__原文__
二枚の写真がある。
一枚は二歳か三歳の頃の私と父母、祖母が納まっている写真。
祖母が福岡に出てきた時に撮ったものらしい。
そう、私は今の福岡市で生まれたのだ。
ワイルドだろう・・・・。
母の名は美津子、父は達郎という。
二人とも今は天国で暮らしている。
ばあちゃんも、一緒だろうか・・・。母がちょっと可哀想な気もするなあ。
そして父は姉婿の勧めもあって、中学の教諭となるために、故郷である鹿島市に帰郷したのだ。
鹿島市は昭和29年に市制移行したと記憶しているので、それくらいに来たのだと思う。
今もある鹿島市の中心街「新天町」という名称は一般公募で母が名付けた町名なのだ。
その意味では母はまだ鹿島に生きている。
多分自分の故郷である博多の天神、新天町を懐かしんで応募したのだと思う。
母の鹿島での足跡は4年ほどしかないのだが、隣り合わせて暮らしていた父の姉の家族とはとても仲が良かったようだ。
今でも従兄弟の兄貴はこの生みの母のことをとてもよく覚えていてくれて、二人して母のことを話すとつい声が詰まってしまうほどなのだ。
兄貴は、誕生日に座布団を作って貰ったのを今でも自慢するくらいに母のことが大好きだったという。
そして、近所の皆さんからも、とても可愛がられていたらしい。
お葬式の時など、皆さんが本当に慟哭されていたのを覚えているから、たしかにご近所様とも仲良くしていたのだと思う。
貧しかったけれど、父のハンカチはいつもきちんと折り目正しくしていたし、料理も、裁縫もなんでも器用にこなしていた。
小学一年生から絵と習字の習い事に行かされていた私。
当時珍しかったヤクルトも毎日飲ませられていた。
私の洋服も全部母の手作りだった。
厳しい家計の中、どんなにしてやりくりしていたのだろうと不思議に思う。
それくらい昔の教員の給料は薄給であったのだ。
というより公務員の給料自体がまだまだ安かったのだ。
もう一枚の写真は多分幼稚園の頃の私、
春のある日、木漏れ日の中で、母と一緒に人生最高のとびきりの笑顔をふりまいている私
庭に大きなブランコが作ってあって、そこでのスナップ
母から背中を押してもらってブランコを大きく漕いだものだ。
でもこの笑顔が消えぬ間、この一年後に、母は帰らぬ人となった。
正看護婦だった母は、大きな病院に勤めていた頃に、レントゲン技師の補助をさせられていて、その時に被爆したのだった。
わずか32歳での死
天はなんとも酷いことをなさるものだ。
とはいえ、こんな人生最良の笑顔を体験できただけでも母に感謝せねばならない。
何とも55年も前の笑顔の写真なのだが、私の中ではけして色褪せることなどないのだから・・・・。
3月にはまた母の命日が巡ってくる。
仏前に母の大好きだった白いフリージャを供えたいと思っている。

__作業内容__
(a) 原文によると、鹿島市の中心街「新天町」の名称は誰がどのようにして名付けたか。
(b) 原文の「そして、近所の皆さんからも、とても可愛がられていたらしい。」から始まり「母から背中を押してもらってブランコを大きく漕いだものだ。」で終わる部分を、「ヤクルト」を「牛乳」に変えて書き直すこと。
記録は参照しなくてよい。

__抽出した記録__
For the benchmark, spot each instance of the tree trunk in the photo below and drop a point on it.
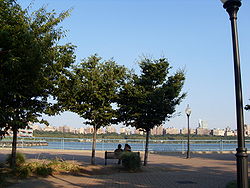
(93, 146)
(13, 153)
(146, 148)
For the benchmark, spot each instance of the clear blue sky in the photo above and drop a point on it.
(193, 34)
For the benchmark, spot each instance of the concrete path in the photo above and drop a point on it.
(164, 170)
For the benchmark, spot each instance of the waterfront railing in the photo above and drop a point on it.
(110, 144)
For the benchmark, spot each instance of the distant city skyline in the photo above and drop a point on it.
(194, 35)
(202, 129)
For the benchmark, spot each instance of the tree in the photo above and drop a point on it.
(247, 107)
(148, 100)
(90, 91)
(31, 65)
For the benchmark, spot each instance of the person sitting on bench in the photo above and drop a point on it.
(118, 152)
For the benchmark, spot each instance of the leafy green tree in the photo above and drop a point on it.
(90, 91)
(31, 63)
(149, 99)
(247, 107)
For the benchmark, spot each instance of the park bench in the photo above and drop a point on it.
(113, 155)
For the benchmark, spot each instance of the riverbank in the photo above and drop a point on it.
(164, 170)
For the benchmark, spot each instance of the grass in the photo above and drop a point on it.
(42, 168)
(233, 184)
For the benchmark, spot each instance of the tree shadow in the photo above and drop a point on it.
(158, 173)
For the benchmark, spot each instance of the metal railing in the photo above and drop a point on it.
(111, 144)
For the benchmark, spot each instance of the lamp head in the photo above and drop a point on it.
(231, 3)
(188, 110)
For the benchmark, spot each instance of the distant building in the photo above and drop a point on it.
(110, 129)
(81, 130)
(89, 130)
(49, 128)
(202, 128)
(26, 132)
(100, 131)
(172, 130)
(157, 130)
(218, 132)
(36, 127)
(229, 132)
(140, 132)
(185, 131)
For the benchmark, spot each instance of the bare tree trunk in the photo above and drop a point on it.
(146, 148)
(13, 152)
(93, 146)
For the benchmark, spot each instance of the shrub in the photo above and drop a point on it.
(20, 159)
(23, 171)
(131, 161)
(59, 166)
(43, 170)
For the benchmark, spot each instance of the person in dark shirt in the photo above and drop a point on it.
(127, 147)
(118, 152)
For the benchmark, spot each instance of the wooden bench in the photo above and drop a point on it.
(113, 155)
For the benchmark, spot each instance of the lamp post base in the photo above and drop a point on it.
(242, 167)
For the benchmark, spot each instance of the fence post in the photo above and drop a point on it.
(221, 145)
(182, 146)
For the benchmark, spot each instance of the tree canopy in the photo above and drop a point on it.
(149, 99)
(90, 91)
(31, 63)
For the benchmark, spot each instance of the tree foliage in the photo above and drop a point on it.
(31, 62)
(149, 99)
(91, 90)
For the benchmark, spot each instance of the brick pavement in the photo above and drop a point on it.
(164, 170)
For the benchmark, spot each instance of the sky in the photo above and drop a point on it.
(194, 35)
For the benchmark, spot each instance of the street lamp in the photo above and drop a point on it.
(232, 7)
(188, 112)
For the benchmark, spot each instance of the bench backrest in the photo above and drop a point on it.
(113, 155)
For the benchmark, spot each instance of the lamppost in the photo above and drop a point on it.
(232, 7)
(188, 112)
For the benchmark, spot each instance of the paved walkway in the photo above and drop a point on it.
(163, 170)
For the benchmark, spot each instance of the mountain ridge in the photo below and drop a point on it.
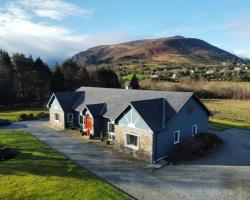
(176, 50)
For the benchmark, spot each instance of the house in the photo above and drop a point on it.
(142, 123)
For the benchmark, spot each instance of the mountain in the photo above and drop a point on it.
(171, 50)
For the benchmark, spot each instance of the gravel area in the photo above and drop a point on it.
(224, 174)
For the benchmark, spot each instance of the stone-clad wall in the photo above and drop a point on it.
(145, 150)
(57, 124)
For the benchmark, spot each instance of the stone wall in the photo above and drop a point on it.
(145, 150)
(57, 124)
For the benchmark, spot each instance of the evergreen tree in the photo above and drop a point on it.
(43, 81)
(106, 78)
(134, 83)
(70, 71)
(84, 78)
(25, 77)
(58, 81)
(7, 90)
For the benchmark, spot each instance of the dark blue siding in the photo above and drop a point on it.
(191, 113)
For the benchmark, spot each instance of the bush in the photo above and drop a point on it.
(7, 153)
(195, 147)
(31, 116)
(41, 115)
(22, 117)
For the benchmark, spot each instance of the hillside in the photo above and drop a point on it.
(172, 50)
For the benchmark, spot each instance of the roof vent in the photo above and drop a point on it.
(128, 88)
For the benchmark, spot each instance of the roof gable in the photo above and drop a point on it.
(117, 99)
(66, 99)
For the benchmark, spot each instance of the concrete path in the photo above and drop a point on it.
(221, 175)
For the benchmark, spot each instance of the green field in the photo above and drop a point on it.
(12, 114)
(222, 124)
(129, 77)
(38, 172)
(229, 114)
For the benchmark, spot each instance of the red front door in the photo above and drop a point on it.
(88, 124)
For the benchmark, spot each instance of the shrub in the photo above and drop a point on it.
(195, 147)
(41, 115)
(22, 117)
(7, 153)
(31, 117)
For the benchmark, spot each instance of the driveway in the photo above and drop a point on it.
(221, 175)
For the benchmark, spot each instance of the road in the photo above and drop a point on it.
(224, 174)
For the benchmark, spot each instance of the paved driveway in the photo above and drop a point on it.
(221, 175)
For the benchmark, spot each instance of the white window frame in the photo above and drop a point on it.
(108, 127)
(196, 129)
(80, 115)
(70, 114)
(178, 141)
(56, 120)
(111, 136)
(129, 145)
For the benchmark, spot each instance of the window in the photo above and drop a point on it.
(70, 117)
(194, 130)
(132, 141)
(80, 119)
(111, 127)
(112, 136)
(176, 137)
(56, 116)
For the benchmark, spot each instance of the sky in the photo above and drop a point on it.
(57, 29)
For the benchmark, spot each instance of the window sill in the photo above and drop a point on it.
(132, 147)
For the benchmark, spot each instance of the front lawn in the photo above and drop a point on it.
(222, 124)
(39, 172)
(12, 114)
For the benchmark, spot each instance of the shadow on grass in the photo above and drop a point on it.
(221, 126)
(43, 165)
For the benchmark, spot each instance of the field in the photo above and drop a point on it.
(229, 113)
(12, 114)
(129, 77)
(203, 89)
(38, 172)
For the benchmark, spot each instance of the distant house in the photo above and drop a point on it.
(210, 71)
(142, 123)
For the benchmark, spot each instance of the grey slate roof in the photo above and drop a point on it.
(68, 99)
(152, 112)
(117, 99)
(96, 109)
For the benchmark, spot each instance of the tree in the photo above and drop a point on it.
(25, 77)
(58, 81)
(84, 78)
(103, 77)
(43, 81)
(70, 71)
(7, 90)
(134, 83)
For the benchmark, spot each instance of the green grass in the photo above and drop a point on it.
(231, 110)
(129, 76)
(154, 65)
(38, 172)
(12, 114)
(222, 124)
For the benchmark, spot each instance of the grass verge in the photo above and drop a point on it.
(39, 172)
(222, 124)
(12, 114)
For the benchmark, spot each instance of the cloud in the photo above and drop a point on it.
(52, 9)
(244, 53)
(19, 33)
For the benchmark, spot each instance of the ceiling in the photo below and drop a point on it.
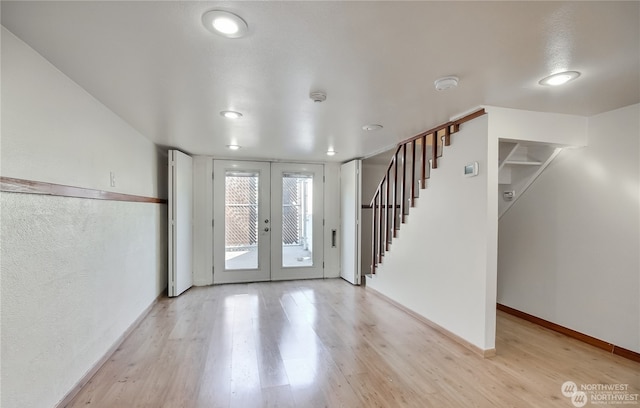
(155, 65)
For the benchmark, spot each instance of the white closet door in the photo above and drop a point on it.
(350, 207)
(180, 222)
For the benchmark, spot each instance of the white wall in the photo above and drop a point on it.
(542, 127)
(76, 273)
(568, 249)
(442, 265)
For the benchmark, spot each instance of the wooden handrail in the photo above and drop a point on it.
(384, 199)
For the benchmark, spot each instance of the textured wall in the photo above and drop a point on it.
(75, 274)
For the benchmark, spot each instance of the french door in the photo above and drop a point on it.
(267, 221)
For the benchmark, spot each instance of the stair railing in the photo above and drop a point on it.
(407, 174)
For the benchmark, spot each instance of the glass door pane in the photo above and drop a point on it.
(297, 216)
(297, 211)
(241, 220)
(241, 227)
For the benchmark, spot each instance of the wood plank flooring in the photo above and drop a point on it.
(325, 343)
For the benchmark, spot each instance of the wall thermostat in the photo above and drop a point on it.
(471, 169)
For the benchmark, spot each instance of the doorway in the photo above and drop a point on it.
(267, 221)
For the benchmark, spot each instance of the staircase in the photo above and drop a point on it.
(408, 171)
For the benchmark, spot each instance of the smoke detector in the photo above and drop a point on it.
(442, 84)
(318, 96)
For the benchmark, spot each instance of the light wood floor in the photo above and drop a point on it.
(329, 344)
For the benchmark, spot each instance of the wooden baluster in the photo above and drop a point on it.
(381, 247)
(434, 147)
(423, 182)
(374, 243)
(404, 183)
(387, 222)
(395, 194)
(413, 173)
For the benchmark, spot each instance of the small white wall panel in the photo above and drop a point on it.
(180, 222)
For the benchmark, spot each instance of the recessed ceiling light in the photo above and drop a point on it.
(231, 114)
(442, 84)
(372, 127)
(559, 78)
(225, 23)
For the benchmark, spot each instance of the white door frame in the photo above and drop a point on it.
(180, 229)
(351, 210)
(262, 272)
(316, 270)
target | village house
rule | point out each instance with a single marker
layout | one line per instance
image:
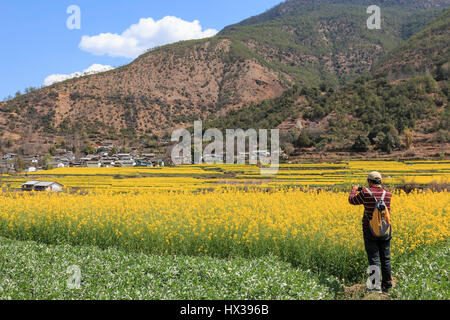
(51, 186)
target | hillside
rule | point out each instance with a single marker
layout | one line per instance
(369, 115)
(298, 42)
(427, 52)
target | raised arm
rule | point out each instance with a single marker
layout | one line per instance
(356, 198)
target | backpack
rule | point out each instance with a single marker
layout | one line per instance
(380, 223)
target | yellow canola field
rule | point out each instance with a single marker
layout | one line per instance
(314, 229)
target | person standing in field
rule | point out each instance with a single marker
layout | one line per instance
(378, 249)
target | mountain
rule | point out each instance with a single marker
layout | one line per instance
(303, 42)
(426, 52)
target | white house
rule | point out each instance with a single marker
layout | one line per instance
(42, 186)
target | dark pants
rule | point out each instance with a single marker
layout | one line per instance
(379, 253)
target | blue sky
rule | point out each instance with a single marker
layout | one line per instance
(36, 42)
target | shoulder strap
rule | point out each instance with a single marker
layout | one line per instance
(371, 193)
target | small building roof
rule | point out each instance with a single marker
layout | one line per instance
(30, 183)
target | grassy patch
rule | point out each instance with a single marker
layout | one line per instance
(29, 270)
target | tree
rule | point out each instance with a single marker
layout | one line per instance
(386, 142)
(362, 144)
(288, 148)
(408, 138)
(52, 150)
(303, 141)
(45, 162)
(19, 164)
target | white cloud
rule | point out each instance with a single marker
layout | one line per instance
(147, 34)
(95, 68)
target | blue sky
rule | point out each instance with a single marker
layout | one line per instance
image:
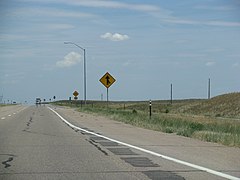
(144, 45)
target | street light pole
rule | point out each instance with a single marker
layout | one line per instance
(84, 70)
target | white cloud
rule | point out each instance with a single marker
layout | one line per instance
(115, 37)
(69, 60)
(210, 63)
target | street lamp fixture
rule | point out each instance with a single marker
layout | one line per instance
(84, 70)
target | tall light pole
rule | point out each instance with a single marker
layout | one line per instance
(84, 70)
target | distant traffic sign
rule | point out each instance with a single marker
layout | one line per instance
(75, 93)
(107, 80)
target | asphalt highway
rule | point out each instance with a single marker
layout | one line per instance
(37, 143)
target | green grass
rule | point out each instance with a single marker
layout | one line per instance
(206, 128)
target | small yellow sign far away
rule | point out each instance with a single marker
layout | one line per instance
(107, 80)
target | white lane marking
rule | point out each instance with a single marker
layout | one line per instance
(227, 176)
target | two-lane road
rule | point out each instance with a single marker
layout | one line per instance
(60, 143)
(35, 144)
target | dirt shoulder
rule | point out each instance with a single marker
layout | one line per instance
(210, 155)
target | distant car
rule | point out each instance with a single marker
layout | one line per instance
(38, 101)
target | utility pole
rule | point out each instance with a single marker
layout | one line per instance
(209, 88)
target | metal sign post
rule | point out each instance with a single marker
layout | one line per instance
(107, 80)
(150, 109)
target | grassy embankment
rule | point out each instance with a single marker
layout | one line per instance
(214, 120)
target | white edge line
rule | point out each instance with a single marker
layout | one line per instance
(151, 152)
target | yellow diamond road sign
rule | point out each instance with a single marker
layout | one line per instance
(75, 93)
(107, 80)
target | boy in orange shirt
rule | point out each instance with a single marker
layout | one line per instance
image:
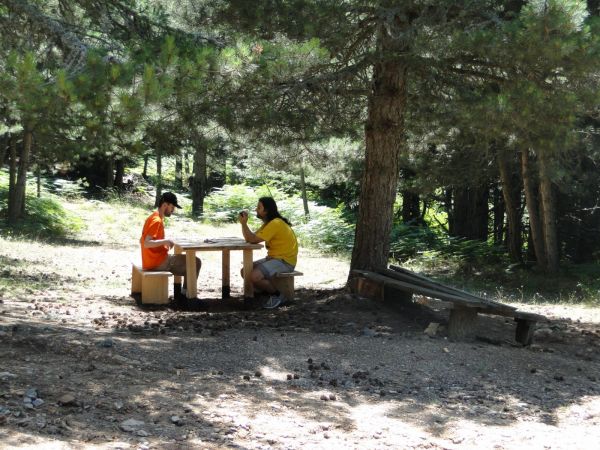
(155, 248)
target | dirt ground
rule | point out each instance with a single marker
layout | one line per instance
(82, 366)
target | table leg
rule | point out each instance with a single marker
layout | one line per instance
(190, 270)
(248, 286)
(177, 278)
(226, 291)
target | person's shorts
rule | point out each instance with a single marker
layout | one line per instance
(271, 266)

__作業ごとの回答__
(a) 一般公募で母が名付けた。

(b)
そして、近所の皆さんからも、とても可愛がられていたらしい。
お葬式の時など、皆さんが本当に慟哭されていたのを覚えているから、たしかにご近所様とも仲良くしていたのだと思う。
貧しかったけれど、父のハンカチはいつもきちんと折り目正しくしていたし、料理も、裁縫もなんでも器用にこなしていた。
小学一年生から絵と習字の習い事に行かされていた私。
当時珍しかった牛乳も毎日飲ませられていた。
私の洋服も全部母の手作りだった。
厳しい家計の中、どんなにしてやりくりしていたのだろうと不思議に思う。
それくらい昔の教員の給料は薄給であったのだ。
というより公務員の給料自体がまだまだ安かったのだ。
もう一枚の写真は多分幼稚園の頃の私、
春のある日、木漏れ日の中で、母と一緒に人生最高のとびきりの笑顔をふりまいている私
庭に大きなブランコが作ってあって、そこでのスナップ
母から背中を押してもらってブランコを大きく漕いだものだ。